Source passage:

-----

Speaking of that reminds me of a mishap I had in the Hester Street school,—the one with the "frills" which the Board of Education cut off. I happened to pass it after school hours, and went in to see what sort of a playground the roof would have made. I met no one on the way, and, finding the scuttle open, climbed out and up the slant of the roof to the peak, where I sat musing over our lost chance, when the janitor came to close up. He must have thought I was a crazy man, and my explanation did not make it any better. He haled me down, and but for the fortunate chance that the policeman on the beat knew me, I should have been taken to the lockup as a dangerous lunatic—all for dreaming of a playground on the roof of a schoolhouse.


Girls' Playground on the Roof.


Janitor and Board of Commissioners to the contrary notwithstanding, the dream became real. There stands another school in Hester Street to-day within easy call, that has a roof playground where two thousand children dance under the harvest moon to the music of a brass band, as I shall tell you about hereafter—the joy of it to have that story to tell!—and all about are others like it, with more coming every year. To the indignant amazement of my captor, the janitor, his school has been thrown open to the children in the summer vacation, and in the winter they put a boys' club in to worry him. What further indignities there are in store for him, in this day of "frills," there is no telling. The Superintendent of Schools told me only yesterday that he was going to Boston to look into new sources of worriment they have invented there. The world does move in spite of janitors. In two short years our school authorities advanced from the cautious proposition that it "was the sense" of the Board of Superintendents that the schoolhouses might well be used in the cause of education as neighborhood centres, etc., (1897), to the flat declaration that "every rational system of education should make provisions for play" (1899). And to cut off all chance of relapse into the old doubt whether "such things are educational," that laid so many of our hopes on the dusty shelf of the circumlocution office, the state legislature has expressly declared that the commonwealth will take the chance, which Boards of Education shunned, of a little amusement creeping in. The schools may be used for "purposes of recreation." To the janitor it must seem that the end of all things is at hand.

So the schools and their playgrounds were thrown open to the children during the long vacation, with kindergarten teachers to amuse them, and vacation schools tempted the little ones from the street into the cool shade of the classrooms. They wrought in wood and iron, they sang and they played and studied nature,—out of a barrel, to be sure, that came twice a week from Long Island filled with "specimens"; but later on we took a hint from Chicago, and let the children gather their own specimens on excursions around the bay and suburbs of the city. That was a tremendous success. And there is better still coming, as I shall show presently. It sometimes seems to me as if we were here face to face with the very thing we are seeking and know not how to find. The mere hint that money might be lacking to pay for the excursions set the St. Andrew's Brotherhood men on Long Island to devising schemes for inviting the school children out on trolley and shore trips. What if they all, the Christian Endeavor, the Epworth League, and the other expressions of the same human desire to find the lost brother, who are looking about for something to try their young strength and enthusiasm on—what if they were to hitch on here and help pull the load that may get mired else? They need men and women in that work. Mere paid teaching will never do it. If they can only get them, I think we may be standing upon the threshold of something which shall bring us nearer to a universal brotherhood than all the consecration and all the badges yet devised. I am thinking of the children and of the chance to take them at once out of the slum and into our hearts, while making of the public school the door to a house of citizenship in which we shall all dwell together in full understanding. Without that door the house will never be what we planned. And there is the key, all ready-made, in the children.

-----

Record extracts:
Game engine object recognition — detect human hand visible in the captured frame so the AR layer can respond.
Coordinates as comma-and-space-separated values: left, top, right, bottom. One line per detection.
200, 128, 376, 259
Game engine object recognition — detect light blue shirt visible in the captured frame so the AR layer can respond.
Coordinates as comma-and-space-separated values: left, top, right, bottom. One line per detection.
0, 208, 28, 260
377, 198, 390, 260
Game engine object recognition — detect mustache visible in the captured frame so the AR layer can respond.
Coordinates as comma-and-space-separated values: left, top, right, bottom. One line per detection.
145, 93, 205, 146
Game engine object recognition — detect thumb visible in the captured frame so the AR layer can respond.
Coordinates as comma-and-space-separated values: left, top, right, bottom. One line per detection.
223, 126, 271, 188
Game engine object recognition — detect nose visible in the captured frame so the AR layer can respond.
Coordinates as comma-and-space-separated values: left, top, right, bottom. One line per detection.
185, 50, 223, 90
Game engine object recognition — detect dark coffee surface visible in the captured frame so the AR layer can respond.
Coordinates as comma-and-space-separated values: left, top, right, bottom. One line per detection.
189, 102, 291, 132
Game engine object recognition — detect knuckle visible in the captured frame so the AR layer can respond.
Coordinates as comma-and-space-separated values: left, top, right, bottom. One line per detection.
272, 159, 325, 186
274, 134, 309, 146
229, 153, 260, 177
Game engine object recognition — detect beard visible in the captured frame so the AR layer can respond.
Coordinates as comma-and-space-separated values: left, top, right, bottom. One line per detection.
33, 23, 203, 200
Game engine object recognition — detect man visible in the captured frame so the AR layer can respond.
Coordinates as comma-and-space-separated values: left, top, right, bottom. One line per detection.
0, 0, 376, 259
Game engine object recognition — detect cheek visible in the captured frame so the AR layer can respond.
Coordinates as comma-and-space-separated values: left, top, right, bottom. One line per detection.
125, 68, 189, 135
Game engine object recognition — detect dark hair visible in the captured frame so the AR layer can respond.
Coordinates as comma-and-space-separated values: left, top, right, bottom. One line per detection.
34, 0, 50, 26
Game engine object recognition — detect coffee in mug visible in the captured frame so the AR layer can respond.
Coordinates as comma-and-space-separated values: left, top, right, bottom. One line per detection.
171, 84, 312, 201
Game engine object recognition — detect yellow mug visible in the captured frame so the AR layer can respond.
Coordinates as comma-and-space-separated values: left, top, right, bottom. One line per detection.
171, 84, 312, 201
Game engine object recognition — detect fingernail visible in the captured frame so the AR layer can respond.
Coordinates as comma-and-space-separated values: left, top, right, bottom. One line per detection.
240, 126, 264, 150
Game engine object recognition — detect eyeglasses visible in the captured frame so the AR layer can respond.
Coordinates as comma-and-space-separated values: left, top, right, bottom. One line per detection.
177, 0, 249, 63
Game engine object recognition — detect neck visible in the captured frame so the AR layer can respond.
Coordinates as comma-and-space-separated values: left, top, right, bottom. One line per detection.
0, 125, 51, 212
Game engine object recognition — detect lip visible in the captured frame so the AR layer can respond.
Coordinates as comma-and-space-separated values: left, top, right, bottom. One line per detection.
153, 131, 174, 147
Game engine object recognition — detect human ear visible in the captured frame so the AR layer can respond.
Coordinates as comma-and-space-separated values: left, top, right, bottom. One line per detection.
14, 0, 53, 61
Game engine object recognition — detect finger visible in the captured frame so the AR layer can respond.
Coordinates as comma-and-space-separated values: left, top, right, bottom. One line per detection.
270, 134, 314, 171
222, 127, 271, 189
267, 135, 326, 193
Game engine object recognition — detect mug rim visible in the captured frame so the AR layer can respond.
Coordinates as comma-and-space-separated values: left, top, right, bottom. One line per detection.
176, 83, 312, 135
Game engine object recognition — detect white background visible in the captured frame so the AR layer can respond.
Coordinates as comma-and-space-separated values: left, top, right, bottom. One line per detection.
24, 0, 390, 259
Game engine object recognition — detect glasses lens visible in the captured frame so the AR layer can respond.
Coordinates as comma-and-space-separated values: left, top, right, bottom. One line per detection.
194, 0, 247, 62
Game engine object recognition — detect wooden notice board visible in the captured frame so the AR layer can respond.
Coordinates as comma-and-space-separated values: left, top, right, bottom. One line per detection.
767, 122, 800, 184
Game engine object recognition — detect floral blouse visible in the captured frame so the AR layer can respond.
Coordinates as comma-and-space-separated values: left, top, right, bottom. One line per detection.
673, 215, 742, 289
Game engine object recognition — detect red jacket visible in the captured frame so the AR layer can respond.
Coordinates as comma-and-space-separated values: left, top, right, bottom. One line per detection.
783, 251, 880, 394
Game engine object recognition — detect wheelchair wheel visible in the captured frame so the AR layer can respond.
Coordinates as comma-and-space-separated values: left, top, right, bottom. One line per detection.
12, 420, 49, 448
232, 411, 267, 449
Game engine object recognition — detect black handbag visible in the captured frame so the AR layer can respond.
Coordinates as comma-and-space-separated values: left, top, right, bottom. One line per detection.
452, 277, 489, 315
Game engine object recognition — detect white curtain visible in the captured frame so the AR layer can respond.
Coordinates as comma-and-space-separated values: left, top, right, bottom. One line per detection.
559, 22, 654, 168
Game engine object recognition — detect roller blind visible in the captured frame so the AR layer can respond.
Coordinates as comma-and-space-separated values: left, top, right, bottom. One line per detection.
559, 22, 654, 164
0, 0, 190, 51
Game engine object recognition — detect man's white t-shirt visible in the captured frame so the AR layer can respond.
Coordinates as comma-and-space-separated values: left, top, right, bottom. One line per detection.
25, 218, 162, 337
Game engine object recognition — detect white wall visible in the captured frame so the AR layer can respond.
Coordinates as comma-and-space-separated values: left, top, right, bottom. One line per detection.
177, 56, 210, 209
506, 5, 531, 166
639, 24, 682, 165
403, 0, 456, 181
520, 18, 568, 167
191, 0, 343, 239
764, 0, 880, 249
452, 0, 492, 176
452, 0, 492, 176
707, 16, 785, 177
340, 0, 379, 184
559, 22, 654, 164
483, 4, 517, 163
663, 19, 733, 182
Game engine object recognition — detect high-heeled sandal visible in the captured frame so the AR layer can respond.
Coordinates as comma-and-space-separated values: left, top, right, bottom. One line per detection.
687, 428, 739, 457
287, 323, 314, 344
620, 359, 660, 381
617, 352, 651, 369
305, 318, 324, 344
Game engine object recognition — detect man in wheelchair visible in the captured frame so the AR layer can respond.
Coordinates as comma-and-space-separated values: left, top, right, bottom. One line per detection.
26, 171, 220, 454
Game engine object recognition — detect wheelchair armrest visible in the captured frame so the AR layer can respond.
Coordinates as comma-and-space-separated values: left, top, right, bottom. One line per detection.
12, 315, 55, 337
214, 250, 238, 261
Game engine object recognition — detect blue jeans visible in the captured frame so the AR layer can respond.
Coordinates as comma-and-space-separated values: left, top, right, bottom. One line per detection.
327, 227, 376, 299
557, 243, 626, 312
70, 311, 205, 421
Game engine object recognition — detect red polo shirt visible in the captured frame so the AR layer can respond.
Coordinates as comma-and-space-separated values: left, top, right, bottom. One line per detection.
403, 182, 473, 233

-----

Exercise requirements: Copy, word for word, the part of the school roof playground passage that opens with the words containing "Speaking of that" and closes with "on the Roof.".

Exercise result:
Speaking of that reminds me of a mishap I had in the Hester Street school,—the one with the "frills" which the Board of Education cut off. I happened to pass it after school hours, and went in to see what sort of a playground the roof would have made. I met no one on the way, and, finding the scuttle open, climbed out and up the slant of the roof to the peak, where I sat musing over our lost chance, when the janitor came to close up. He must have thought I was a crazy man, and my explanation did not make it any better. He haled me down, and but for the fortunate chance that the policeman on the beat knew me, I should have been taken to the lockup as a dangerous lunatic—all for dreaming of a playground on the roof of a schoolhouse.


Girls' Playground on the Roof.